**REQUIRED TASK:**
Pick out and copy each line in the records below that contains the word "window".

---

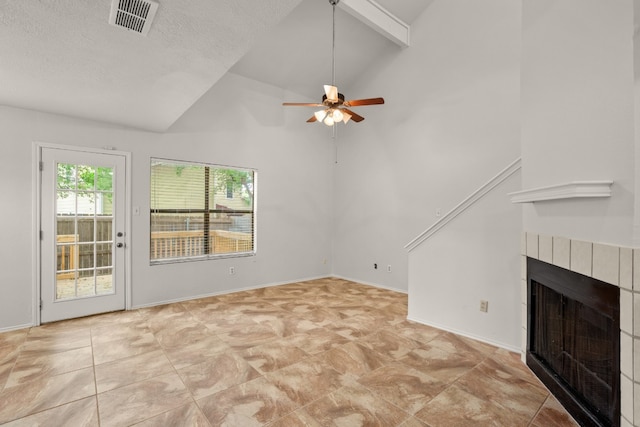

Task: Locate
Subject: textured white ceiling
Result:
[0,0,433,131]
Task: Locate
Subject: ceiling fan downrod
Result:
[329,0,340,86]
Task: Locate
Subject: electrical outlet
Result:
[480,300,489,313]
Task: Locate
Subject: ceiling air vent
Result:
[109,0,158,36]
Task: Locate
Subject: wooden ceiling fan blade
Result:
[282,102,324,107]
[342,108,364,123]
[324,85,338,102]
[344,98,384,107]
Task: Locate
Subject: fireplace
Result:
[526,258,620,426]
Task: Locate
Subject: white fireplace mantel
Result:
[509,181,613,203]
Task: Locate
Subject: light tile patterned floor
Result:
[0,279,575,427]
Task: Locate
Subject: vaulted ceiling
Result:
[0,0,433,131]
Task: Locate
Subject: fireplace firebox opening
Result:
[526,258,620,426]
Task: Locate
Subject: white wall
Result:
[334,0,521,349]
[522,0,640,246]
[0,75,333,330]
[334,0,520,290]
[409,172,522,351]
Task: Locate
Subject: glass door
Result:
[41,148,126,322]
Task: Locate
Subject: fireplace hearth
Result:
[526,258,620,426]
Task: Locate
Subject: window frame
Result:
[148,157,258,266]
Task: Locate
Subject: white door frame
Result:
[31,141,132,326]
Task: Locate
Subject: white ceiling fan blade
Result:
[324,85,338,102]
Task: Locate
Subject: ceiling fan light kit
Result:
[282,0,384,126]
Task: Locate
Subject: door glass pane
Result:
[55,163,114,300]
[96,268,113,295]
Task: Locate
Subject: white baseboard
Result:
[331,274,408,294]
[131,276,330,310]
[407,316,521,354]
[0,323,35,334]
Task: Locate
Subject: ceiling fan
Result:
[282,0,384,126]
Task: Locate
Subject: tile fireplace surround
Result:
[521,232,640,427]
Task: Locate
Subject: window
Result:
[150,159,256,264]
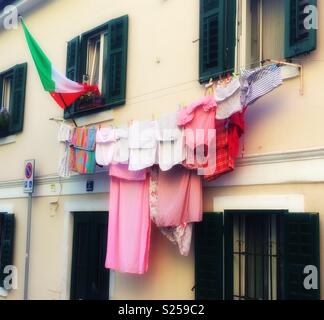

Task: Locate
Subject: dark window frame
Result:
[224,210,288,300]
[0,63,27,138]
[64,15,129,119]
[70,211,110,300]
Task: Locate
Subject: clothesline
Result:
[54,64,282,274]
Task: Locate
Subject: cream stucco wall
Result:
[0,0,324,299]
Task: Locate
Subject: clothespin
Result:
[205,78,214,96]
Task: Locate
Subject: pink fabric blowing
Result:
[154,166,202,227]
[105,164,151,274]
[177,96,217,149]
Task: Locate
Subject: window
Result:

---

**OUTPUT FOR THIS TASK:**
Subject: window frame
Subject: window
Subject: dark window frame
Subject: window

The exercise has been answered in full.